Your answer should consist of the lines in the following data that contain "clicks".

··· Records for this exercise ···

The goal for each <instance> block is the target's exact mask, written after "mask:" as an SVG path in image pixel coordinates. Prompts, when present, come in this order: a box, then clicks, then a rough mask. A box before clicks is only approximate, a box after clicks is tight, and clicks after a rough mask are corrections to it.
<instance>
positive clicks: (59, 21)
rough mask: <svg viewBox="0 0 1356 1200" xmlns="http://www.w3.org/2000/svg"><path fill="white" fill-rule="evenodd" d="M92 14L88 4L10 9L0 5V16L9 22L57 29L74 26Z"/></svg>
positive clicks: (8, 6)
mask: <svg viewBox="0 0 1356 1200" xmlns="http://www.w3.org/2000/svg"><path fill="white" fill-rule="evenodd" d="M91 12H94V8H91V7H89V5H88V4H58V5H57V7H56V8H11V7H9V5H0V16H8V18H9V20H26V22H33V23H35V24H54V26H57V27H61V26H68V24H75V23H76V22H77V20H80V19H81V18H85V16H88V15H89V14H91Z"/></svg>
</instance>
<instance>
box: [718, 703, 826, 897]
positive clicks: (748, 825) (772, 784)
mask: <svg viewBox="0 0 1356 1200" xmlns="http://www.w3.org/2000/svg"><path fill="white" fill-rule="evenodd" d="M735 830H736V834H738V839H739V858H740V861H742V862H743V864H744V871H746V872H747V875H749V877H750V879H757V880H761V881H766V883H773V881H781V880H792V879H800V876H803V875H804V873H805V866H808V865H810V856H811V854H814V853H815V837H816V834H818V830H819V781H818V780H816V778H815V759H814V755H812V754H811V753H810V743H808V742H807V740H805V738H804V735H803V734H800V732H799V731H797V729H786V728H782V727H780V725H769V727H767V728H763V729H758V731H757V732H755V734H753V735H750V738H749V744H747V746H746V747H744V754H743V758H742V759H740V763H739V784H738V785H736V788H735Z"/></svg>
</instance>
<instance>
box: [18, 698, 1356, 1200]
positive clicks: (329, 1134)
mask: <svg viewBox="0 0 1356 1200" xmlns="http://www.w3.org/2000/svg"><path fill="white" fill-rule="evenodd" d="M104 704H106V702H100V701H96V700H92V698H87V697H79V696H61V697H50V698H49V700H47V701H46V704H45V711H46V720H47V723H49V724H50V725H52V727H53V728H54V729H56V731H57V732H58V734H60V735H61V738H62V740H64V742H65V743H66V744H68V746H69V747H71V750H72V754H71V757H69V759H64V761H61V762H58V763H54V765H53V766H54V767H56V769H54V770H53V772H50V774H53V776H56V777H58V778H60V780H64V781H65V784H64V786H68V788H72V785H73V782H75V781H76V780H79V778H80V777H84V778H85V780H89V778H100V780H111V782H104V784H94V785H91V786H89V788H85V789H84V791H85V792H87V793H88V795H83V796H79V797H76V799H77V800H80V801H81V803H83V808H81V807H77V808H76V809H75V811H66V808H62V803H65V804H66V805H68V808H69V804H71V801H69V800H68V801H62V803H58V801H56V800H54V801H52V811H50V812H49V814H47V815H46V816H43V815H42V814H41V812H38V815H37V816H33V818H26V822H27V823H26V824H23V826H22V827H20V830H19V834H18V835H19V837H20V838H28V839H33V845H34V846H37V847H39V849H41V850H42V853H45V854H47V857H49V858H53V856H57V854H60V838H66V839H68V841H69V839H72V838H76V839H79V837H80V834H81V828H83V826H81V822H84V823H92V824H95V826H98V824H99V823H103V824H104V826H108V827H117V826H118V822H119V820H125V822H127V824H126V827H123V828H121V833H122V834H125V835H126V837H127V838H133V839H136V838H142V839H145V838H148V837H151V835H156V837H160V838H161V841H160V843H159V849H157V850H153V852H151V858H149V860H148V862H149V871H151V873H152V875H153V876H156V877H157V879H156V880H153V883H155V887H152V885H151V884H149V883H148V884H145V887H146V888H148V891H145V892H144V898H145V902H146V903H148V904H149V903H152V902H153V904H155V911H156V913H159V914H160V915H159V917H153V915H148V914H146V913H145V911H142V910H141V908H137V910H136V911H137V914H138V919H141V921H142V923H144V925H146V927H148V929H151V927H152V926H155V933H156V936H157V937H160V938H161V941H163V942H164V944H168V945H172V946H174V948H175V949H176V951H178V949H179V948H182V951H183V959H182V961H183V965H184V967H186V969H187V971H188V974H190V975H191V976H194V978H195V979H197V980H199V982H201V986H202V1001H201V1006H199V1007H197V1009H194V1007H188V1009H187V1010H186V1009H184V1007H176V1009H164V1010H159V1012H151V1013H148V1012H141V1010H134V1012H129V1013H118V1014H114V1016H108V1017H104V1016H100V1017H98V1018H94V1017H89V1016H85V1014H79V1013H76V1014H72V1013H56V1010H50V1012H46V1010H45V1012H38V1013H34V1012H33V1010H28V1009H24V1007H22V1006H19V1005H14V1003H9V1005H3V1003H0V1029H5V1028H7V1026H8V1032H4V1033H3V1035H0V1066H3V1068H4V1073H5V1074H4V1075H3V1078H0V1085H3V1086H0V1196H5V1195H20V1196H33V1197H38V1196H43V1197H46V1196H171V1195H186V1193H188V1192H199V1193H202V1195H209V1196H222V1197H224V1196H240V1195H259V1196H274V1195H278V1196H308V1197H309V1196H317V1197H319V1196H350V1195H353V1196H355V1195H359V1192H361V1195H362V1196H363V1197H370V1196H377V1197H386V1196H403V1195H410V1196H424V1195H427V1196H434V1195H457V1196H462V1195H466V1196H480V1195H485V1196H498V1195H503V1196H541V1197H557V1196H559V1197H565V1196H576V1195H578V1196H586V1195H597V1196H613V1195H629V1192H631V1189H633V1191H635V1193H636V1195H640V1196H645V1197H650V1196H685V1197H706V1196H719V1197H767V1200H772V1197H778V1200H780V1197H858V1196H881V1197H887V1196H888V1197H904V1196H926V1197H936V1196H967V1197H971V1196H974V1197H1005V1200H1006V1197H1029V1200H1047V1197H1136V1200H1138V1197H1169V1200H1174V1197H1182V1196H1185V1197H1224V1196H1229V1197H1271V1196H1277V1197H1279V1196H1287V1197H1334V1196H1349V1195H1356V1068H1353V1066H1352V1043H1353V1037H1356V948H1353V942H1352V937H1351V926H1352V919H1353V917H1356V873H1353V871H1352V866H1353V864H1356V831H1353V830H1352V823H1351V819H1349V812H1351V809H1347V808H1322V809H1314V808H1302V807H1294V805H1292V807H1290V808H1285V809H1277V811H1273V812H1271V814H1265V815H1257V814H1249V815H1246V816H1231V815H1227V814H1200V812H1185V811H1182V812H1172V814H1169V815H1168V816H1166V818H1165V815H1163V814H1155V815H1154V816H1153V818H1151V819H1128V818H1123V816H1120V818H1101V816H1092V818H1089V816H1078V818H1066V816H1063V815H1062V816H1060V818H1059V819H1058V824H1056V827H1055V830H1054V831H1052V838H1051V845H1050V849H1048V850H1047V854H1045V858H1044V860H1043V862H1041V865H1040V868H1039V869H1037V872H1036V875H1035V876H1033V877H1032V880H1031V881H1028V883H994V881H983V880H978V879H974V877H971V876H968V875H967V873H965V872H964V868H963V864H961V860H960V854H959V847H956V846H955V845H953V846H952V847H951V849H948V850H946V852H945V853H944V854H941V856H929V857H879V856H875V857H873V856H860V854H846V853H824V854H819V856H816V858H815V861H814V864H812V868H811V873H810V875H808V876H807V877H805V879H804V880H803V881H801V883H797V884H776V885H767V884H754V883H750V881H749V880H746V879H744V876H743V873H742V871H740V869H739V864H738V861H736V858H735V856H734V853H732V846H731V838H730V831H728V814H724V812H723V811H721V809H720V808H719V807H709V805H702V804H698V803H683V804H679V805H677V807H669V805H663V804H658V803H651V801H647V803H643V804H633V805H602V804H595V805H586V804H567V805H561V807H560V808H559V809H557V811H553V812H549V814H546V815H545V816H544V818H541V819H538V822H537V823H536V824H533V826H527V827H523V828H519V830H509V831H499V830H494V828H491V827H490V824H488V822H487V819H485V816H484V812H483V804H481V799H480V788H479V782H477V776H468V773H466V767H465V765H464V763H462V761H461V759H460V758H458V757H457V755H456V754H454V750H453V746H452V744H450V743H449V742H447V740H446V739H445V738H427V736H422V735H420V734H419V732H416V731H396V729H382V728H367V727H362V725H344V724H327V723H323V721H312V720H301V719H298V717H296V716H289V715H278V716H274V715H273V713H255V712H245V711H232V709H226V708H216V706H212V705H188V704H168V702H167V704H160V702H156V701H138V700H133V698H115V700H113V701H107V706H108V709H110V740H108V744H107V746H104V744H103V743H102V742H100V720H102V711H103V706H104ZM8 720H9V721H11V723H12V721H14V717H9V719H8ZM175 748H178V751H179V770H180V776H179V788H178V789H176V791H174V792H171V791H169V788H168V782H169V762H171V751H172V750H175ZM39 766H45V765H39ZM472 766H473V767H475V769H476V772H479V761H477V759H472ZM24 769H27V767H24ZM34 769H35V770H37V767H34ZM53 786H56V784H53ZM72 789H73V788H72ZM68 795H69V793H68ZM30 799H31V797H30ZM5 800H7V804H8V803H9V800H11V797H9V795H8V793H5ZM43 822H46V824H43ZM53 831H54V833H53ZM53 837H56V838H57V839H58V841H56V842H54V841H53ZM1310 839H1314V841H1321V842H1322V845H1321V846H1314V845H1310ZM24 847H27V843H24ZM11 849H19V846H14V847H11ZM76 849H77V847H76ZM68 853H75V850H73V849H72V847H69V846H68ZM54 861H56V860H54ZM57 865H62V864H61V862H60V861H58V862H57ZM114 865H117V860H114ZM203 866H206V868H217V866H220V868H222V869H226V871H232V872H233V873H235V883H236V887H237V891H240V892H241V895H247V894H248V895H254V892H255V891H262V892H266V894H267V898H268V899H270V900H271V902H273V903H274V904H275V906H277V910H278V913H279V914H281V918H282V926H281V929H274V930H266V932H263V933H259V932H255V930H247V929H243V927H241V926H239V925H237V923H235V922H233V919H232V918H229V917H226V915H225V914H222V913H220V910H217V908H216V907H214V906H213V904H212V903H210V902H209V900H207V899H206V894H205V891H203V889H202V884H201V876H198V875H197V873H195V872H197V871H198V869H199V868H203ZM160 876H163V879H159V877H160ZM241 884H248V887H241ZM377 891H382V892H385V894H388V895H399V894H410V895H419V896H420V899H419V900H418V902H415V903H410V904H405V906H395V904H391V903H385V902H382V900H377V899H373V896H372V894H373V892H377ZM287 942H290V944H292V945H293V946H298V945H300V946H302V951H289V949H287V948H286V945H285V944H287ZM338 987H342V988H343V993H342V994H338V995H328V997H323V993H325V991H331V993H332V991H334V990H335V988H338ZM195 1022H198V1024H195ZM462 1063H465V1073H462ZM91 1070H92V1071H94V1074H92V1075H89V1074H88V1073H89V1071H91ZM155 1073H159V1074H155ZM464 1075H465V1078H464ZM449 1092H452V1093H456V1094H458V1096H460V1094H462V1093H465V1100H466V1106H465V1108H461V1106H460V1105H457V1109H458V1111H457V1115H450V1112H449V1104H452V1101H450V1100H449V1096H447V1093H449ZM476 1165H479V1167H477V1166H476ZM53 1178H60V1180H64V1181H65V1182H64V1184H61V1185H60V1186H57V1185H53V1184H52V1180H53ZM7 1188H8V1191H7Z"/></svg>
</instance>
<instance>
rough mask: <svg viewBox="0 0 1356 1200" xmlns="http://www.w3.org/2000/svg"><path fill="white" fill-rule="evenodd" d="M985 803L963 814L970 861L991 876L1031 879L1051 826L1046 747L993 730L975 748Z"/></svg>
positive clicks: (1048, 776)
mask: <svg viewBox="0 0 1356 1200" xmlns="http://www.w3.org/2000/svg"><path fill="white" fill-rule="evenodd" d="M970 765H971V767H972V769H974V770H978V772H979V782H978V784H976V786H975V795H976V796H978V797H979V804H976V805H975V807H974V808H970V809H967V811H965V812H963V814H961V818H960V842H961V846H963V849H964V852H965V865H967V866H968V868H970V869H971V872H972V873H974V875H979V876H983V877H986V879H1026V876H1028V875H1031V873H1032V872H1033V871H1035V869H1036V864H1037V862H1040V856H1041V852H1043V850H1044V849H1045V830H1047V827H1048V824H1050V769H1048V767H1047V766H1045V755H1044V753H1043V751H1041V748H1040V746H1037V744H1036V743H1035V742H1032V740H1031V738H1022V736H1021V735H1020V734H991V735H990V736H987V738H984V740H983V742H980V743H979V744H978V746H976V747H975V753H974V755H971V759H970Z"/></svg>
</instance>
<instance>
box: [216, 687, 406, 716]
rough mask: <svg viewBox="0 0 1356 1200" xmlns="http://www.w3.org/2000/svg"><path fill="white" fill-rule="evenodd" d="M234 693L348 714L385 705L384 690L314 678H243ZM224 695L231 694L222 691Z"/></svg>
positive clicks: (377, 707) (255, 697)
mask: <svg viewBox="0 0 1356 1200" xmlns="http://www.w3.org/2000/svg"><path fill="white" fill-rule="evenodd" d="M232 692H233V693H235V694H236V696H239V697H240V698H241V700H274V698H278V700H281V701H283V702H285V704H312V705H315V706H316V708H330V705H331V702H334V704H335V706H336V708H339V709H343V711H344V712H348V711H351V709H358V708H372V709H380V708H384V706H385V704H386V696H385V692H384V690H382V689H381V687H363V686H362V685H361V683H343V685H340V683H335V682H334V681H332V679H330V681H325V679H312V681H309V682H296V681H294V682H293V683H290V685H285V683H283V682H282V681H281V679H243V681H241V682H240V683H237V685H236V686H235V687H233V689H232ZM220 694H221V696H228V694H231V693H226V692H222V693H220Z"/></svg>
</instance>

···

### Task response
The goal for each <instance> block is the target's exact mask, written after "mask:" as an SVG path in image pixel coordinates. Prompts, when present, come in this order: a box, then clicks, then a rough mask. A box before clicks is only approximate, a box after clicks is tight, and clicks after a rough mask are corrections to it.
positive clicks: (59, 21)
positive clicks: (8, 6)
positive clicks: (748, 825) (772, 784)
positive clicks: (329, 1134)
positive clicks: (1048, 776)
positive clicks: (377, 707) (255, 697)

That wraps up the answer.